▶ **The records**:
============

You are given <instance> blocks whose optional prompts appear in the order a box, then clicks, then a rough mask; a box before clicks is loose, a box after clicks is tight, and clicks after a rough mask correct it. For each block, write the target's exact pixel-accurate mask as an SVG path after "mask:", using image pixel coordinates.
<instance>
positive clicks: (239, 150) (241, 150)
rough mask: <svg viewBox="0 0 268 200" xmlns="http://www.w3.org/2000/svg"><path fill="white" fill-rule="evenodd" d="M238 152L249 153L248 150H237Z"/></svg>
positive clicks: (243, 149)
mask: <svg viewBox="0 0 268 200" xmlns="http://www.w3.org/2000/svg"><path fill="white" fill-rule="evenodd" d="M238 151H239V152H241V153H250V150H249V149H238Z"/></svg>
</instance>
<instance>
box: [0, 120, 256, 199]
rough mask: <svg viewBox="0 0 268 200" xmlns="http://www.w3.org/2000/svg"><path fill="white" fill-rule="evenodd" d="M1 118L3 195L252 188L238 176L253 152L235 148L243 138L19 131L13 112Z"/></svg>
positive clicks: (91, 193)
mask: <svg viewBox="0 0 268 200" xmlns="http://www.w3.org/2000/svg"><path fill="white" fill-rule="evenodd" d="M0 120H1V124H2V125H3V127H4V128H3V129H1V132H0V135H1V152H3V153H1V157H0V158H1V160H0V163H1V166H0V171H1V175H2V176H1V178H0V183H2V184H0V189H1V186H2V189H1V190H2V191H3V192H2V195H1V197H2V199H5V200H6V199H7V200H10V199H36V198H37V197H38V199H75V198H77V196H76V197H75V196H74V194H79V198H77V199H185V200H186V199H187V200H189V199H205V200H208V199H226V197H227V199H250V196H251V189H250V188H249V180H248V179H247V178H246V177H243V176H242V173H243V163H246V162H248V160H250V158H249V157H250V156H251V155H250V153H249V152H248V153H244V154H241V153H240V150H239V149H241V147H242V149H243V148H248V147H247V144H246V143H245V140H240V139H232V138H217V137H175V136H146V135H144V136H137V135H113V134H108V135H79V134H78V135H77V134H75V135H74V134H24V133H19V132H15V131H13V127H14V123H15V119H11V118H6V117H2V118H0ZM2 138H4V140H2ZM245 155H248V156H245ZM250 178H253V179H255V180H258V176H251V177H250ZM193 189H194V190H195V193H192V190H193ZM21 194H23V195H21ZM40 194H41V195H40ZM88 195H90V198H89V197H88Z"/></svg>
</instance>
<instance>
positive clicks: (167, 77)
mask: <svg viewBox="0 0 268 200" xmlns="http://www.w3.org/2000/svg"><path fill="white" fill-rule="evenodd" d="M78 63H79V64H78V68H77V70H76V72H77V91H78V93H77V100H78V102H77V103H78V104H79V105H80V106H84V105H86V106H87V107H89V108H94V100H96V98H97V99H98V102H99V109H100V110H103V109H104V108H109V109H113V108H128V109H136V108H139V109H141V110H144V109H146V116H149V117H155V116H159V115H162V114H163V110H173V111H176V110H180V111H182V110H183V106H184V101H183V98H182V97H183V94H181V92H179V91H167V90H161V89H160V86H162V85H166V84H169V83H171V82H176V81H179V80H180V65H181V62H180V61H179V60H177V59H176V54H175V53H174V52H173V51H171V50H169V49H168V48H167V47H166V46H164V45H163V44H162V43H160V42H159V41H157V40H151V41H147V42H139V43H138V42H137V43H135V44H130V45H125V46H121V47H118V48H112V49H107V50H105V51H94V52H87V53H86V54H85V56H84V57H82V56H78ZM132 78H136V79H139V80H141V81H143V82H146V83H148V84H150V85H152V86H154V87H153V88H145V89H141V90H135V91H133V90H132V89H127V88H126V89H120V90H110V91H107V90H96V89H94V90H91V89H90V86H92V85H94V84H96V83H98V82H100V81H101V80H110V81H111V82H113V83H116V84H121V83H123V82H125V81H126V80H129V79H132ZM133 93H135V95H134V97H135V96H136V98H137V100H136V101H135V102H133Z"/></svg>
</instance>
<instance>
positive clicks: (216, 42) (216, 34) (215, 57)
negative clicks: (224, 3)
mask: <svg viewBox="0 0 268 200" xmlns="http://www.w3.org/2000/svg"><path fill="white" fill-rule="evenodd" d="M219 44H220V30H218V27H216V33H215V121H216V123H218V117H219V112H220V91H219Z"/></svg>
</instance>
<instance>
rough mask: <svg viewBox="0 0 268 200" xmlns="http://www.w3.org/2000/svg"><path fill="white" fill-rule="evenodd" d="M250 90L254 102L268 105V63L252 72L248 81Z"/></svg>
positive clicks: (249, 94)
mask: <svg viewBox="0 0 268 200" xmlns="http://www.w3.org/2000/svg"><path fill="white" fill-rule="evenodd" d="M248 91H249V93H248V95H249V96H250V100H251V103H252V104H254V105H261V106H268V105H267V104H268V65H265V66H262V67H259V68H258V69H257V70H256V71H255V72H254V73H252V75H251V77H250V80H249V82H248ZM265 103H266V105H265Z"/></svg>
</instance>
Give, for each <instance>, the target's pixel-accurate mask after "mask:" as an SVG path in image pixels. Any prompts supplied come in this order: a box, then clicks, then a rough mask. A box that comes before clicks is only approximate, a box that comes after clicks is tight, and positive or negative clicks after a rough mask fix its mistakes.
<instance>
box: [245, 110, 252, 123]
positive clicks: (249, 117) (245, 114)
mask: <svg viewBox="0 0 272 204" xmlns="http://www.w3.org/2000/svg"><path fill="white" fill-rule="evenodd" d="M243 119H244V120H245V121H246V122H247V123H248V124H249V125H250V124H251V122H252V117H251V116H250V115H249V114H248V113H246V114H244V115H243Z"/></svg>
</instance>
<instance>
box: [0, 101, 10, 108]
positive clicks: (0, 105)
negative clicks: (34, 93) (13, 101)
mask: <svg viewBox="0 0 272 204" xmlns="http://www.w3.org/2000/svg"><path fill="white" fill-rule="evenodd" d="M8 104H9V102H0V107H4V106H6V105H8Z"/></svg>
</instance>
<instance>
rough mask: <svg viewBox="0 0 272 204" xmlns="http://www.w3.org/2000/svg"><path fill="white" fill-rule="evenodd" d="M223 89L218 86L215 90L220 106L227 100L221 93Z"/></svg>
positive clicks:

============

Arrange all the lines above as a Markdown table with the columns "Row" and "Line," giving each line its row number and leaving out any blank lines.

| Row | Line |
|---|---|
| 1 | You are given <instance> blocks whose optional prompts appear in the order a box, then clicks, then a rough mask; a box before clicks is loose, a box after clicks is tight, and clicks after a rough mask correct it. For each block, write the target's exact pixel-accurate mask as an SVG path after "mask:", using image pixel coordinates. |
| 2 | <instance> |
| 3 | positive clicks: (239, 150) (241, 150) |
| 4 | rough mask: <svg viewBox="0 0 268 200" xmlns="http://www.w3.org/2000/svg"><path fill="white" fill-rule="evenodd" d="M238 152L249 153L248 150H237Z"/></svg> |
| 5 | positive clicks: (243, 149) |
| 6 | mask: <svg viewBox="0 0 268 200" xmlns="http://www.w3.org/2000/svg"><path fill="white" fill-rule="evenodd" d="M238 151H239V152H241V153H250V150H249V149H238Z"/></svg> |
| 7 | </instance> |
| 8 | <instance> |
| 9 | box: [0, 120, 256, 199] |
| 10 | rough mask: <svg viewBox="0 0 268 200" xmlns="http://www.w3.org/2000/svg"><path fill="white" fill-rule="evenodd" d="M1 118L3 195L252 188L238 176L253 152L235 148L243 138L19 131L13 112Z"/></svg> |
| 11 | positive clicks: (91, 193) |
| 12 | mask: <svg viewBox="0 0 268 200" xmlns="http://www.w3.org/2000/svg"><path fill="white" fill-rule="evenodd" d="M0 120H1V124H2V125H3V127H4V128H3V129H1V132H0V135H1V152H3V153H1V157H0V158H1V160H0V163H1V166H0V171H1V175H2V176H1V178H0V183H2V184H0V189H1V186H2V189H1V190H2V191H3V192H2V195H1V197H2V199H5V200H6V199H7V200H10V199H36V198H37V197H38V199H75V198H77V196H76V197H75V196H74V194H79V198H77V199H185V200H186V199H187V200H189V199H205V200H208V199H226V197H227V199H250V196H251V189H250V188H249V180H248V179H247V178H246V177H243V176H242V173H243V163H246V162H248V160H250V158H249V157H250V156H251V155H250V153H249V152H248V153H244V154H241V153H240V150H239V149H241V147H242V149H243V148H248V147H247V144H246V143H245V140H240V139H232V138H217V137H175V136H146V135H144V136H137V135H113V134H108V135H79V134H78V135H77V134H75V135H74V134H24V133H19V132H15V131H13V127H14V123H15V119H11V118H6V117H2V118H0ZM2 138H4V140H2ZM245 155H248V156H245ZM250 178H253V179H255V180H258V176H251V177H250ZM193 189H194V190H195V193H192V190H193ZM21 194H23V195H21ZM40 194H41V195H40ZM88 195H90V198H89V197H88Z"/></svg> |
| 13 | </instance> |
| 14 | <instance> |
| 15 | positive clicks: (167, 77) |
| 16 | mask: <svg viewBox="0 0 268 200" xmlns="http://www.w3.org/2000/svg"><path fill="white" fill-rule="evenodd" d="M78 63H79V64H78V68H77V70H76V72H77V91H78V93H77V100H78V102H77V103H78V104H79V105H80V106H84V105H86V106H87V107H89V108H94V100H96V98H97V99H98V102H99V109H100V110H103V109H104V108H109V109H113V108H128V109H136V108H139V109H141V110H144V109H146V116H149V117H155V116H159V115H162V114H163V110H173V111H176V110H180V111H182V110H183V106H184V101H183V98H182V97H183V94H181V92H179V91H167V90H161V89H160V86H162V85H166V84H169V83H171V82H176V81H179V80H180V65H181V62H180V61H179V60H177V59H176V54H175V53H174V52H173V51H171V50H169V49H168V48H167V47H166V46H164V45H163V44H162V43H160V42H159V41H157V40H151V41H147V42H139V43H138V42H137V43H135V44H130V45H125V46H121V47H118V48H112V49H107V50H105V51H94V52H87V53H86V54H85V56H84V57H82V56H78ZM132 78H136V79H139V80H141V81H143V82H146V83H148V84H150V85H152V86H154V87H153V88H145V89H141V90H135V91H133V90H132V89H127V88H126V89H120V90H110V91H107V90H96V89H94V90H91V89H90V86H92V85H94V84H96V83H98V82H100V81H101V80H110V81H111V82H113V83H116V84H121V83H123V82H125V81H126V80H129V79H132ZM133 93H135V95H134V97H135V96H136V98H137V100H136V101H135V102H133Z"/></svg> |
| 17 | </instance> |
| 18 | <instance> |
| 19 | positive clicks: (216, 42) (216, 34) (215, 57) |
| 20 | negative clicks: (224, 3) |
| 21 | mask: <svg viewBox="0 0 268 200" xmlns="http://www.w3.org/2000/svg"><path fill="white" fill-rule="evenodd" d="M219 44H220V30H218V27H216V33H215V121H216V123H218V117H219V112H220V91H219Z"/></svg> |
| 22 | </instance> |
| 23 | <instance> |
| 24 | rough mask: <svg viewBox="0 0 268 200" xmlns="http://www.w3.org/2000/svg"><path fill="white" fill-rule="evenodd" d="M250 90L254 102L268 105V63L252 72L248 81Z"/></svg> |
| 25 | positive clicks: (249, 94) |
| 26 | mask: <svg viewBox="0 0 268 200" xmlns="http://www.w3.org/2000/svg"><path fill="white" fill-rule="evenodd" d="M248 91H249V93H248V95H249V96H250V100H251V103H252V104H254V105H261V106H268V105H267V104H268V65H265V66H262V67H259V68H258V69H257V70H256V71H255V72H254V73H252V75H251V77H250V80H249V82H248ZM265 103H266V105H265Z"/></svg> |
| 27 | </instance> |
| 28 | Give, for each <instance>, the target's pixel-accurate mask after "mask:" as an SVG path in image pixels. Any prompts supplied come in this order: a box, then clicks, then a rough mask. A box that comes before clicks is only approximate, a box that comes after clicks is tight, and positive or negative clicks after a rough mask fix its mistakes. |
| 29 | <instance> |
| 30 | box: [245, 110, 252, 123] |
| 31 | positive clicks: (249, 117) (245, 114) |
| 32 | mask: <svg viewBox="0 0 272 204" xmlns="http://www.w3.org/2000/svg"><path fill="white" fill-rule="evenodd" d="M243 119H244V120H245V121H246V122H247V123H248V124H249V125H250V124H251V122H252V117H251V116H250V115H249V114H248V113H246V114H244V115H243Z"/></svg> |
| 33 | </instance> |
| 34 | <instance> |
| 35 | box: [0, 101, 10, 108] |
| 36 | positive clicks: (0, 105) |
| 37 | negative clicks: (34, 93) (13, 101) |
| 38 | mask: <svg viewBox="0 0 272 204" xmlns="http://www.w3.org/2000/svg"><path fill="white" fill-rule="evenodd" d="M8 104H9V102H0V107H4V106H6V105H8Z"/></svg> |
| 39 | </instance> |
| 40 | <instance> |
| 41 | rough mask: <svg viewBox="0 0 272 204" xmlns="http://www.w3.org/2000/svg"><path fill="white" fill-rule="evenodd" d="M223 89L218 86L215 90L220 106L227 100L221 93Z"/></svg> |
| 42 | positive clicks: |